Extracted text:
##############################

FEATURE

Nesbitt’s Pte Cecil Minary trained at Camp Hughes before sailing for Liverpool, England in 1916

July 14, 2023

Jules Xavier
Shilo Stag
 
On the 106 anniversary of the Battle of Vimy Ridge this past April, Kendra Minary was thinking about her great-great-uncle Pte Cecil Minary.
She spent the COVID-19 pandemic researching her relative, who was Killed In Action (KIA) east of Arras, France on Aug. 28, 1918. She had the luxury of letters he wrote home to tell her about his experiences overseas. The original letters are housed at the Wawanesa Museum, which opens in July.
Standing five-foot-eight, Pte Minary enlisted in Winnipeg on Nov. 30, 1915, leaving his bachelorhood on the farm to fight in the Great War. Born on July 6, 1895 in Nesbitt, he joined the Little Black Devils 144th Battalion. Kendra learned he nearly never made it overseas.
“While in early training at Camp Hughes he very nearly died from pneumonia,” she said, acknowledging in the days before antibiotics it took him more than seven months to recover
He was sent to hospital in Winnipeg, from Camp Hughes, on Dec. 15, 1915. He returned to his unit on March 20, 1916. He then returned to hospital with heart problems, according to his attestation paperwork, this time he was hospitalized from May 9 to 16, and again from May 26 to Aug. 29.
Despite a delay in training in the trenches of Camp Hughes, Pte Minary was exposed to what he would expect to see when Canada led the charge on entrenched Germans on Vimy Ridge, France, in April 1917. The training area west of Carberry replicated what the battlefield in France resembled thanks to aerial photographs taken by the RAF.
Pte Minary left Halifax, NS, on Sept. 18, 1916 aboard a troop-laden SS Olympic, arriving in Liverpool, England, on Sept. 25. He began further training after being Taken On Strength (TOS) on Jan. 12, 1917 in Seaford.
“He had been picked in a draft of 30 men to join the 52nd Battalion,” said Kendra. “The 52nd was still a reserve unit in April at the time of the Vimy Ridge battle, but Cecil’s letters tell of seeing action shortly after.

##############################

Supplied material:

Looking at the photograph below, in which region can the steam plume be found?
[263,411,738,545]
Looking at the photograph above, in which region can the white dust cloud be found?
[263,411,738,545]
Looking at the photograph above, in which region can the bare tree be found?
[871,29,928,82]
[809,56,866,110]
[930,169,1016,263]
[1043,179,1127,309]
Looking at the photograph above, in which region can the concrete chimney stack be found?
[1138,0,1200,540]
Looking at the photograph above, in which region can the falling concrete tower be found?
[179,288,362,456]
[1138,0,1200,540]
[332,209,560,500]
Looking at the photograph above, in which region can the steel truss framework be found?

##############################

Exercise 1:
In the feature on Pte Cecil Minary, list each period he spent in hospital, giving the dates that bound it.
Exercise 2:
According to the feature on Pte Cecil Minary, where are his original letters kept?
Exercise 3:
Using the feature on Pte Cecil Minary, decide whether each statement agrees with it:
(a) Pte Minary enlisted in Winnipeg.
(b) The SS Olympic reached Liverpool on Sept. 18, 1916.
(c) The 52nd Battalion was a reserve unit when the Battle of Vimy Ridge took place.

Written reply 1:
- Dec. 15, 1915 to March 20, 1916 (sent to hospital in Winnipeg from Camp Hughes, then back to his unit)
- May 9 to 16
- May 26 to Aug. 29

Written reply 2:
At the Wawanesa Museum.

Written reply 3:
(a) Yes: "Pte Minary enlisted in Winnipeg on Nov. 30, 1915"
(b) No: "Pte Minary left Halifax, NS, on Sept. 18, 1916 aboard a troop-laden SS Olympic, arriving in Liverpool, England, on Sept. 25."
(c) Yes: "The 52nd was still a reserve unit in April at the time of the Vimy Ridge battle"